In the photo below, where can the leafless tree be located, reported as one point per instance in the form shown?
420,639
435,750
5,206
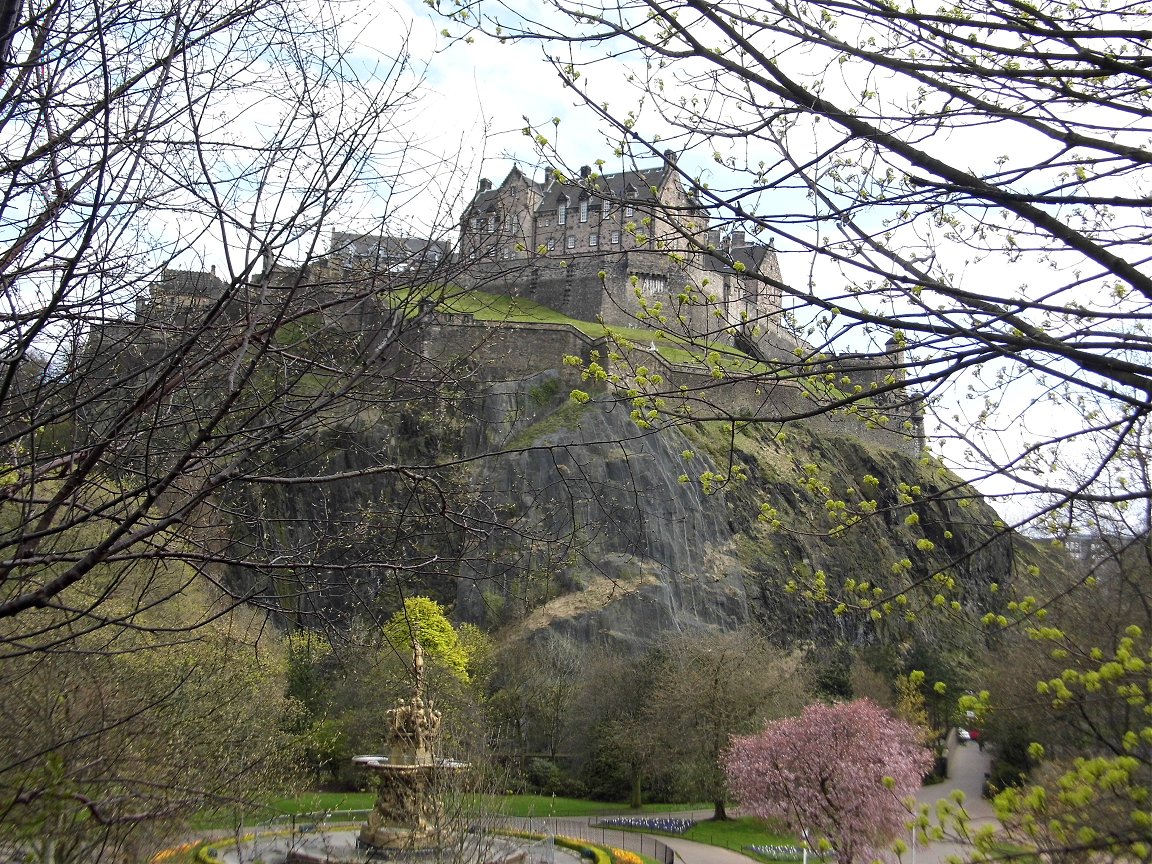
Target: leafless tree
191,365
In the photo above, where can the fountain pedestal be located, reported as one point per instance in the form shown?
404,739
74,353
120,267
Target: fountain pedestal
408,813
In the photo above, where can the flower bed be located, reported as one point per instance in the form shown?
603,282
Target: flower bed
666,825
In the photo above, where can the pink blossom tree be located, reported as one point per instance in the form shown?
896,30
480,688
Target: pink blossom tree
838,772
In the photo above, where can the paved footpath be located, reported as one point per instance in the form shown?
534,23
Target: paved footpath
967,767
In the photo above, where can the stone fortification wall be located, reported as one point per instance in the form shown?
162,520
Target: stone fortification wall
502,351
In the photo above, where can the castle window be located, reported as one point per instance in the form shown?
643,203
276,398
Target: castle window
653,283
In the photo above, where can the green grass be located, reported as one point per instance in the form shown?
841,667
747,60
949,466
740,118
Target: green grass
542,805
524,805
736,833
498,308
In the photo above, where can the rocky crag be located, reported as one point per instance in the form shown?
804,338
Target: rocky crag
614,532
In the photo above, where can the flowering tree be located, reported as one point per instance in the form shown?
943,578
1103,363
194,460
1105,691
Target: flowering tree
838,772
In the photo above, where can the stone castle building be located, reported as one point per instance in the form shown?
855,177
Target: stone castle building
605,247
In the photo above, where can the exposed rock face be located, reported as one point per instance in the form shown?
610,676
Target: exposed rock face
633,550
601,539
581,523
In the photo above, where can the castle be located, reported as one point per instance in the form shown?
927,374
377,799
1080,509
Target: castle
616,247
630,249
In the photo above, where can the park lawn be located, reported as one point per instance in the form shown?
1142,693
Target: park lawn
518,805
737,833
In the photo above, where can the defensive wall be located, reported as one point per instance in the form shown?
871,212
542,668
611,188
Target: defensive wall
503,351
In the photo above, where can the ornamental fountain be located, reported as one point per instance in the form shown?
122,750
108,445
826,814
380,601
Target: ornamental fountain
408,815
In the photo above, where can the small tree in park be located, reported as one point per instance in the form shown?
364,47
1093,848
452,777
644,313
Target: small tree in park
836,772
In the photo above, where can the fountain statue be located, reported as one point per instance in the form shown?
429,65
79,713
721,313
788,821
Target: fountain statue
408,813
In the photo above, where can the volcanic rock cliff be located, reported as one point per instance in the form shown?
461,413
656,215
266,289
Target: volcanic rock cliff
613,532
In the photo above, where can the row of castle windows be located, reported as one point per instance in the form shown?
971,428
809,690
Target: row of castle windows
585,209
593,240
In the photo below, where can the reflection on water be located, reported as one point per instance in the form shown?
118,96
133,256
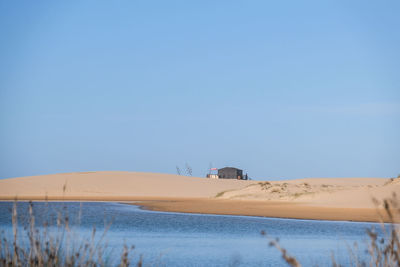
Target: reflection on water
176,239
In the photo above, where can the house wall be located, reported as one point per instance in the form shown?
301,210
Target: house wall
230,173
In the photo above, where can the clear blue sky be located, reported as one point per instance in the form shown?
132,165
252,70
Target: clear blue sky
282,89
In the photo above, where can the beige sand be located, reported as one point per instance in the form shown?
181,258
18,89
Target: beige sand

★ ★ ★ ★ ★ ★ ★

Aim — Starting with the line that contains "In the photo above, where can the house" and going on through the end of the records, write out only those lines again, requests included. In the answers, multiply each point coordinate by 2.5 and round to a whole number, with halves rounded up; leave every other number as it is.

Result —
In the photo above, where can the house wall be located, reported as one point per instance in the form shown?
301,210
Target: house wall
575,433
In the photo above, where can the clear blue sky be located, reported as one point per instance in the form shown?
132,165
252,70
Target: clear blue sky
705,223
In the photo above, where can the beige sand be located, reported as one point per instance in the form shown?
181,258
18,89
Target: beige sand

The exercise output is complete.